Directions for this task =>
Repeat every line below exactly as it reads.
*** Source data ***
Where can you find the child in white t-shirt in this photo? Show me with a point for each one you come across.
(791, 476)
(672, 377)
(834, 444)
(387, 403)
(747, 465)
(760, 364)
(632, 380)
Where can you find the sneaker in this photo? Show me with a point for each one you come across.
*** End of Source data ***
Response box =>
Where can you find the child in white t-shirt in this photo? Show me with a point for each one you come across.
(791, 476)
(672, 377)
(834, 444)
(387, 403)
(747, 465)
(760, 364)
(632, 380)
Where can you find the sneaker in this photo? Show me with a point for each one you come across.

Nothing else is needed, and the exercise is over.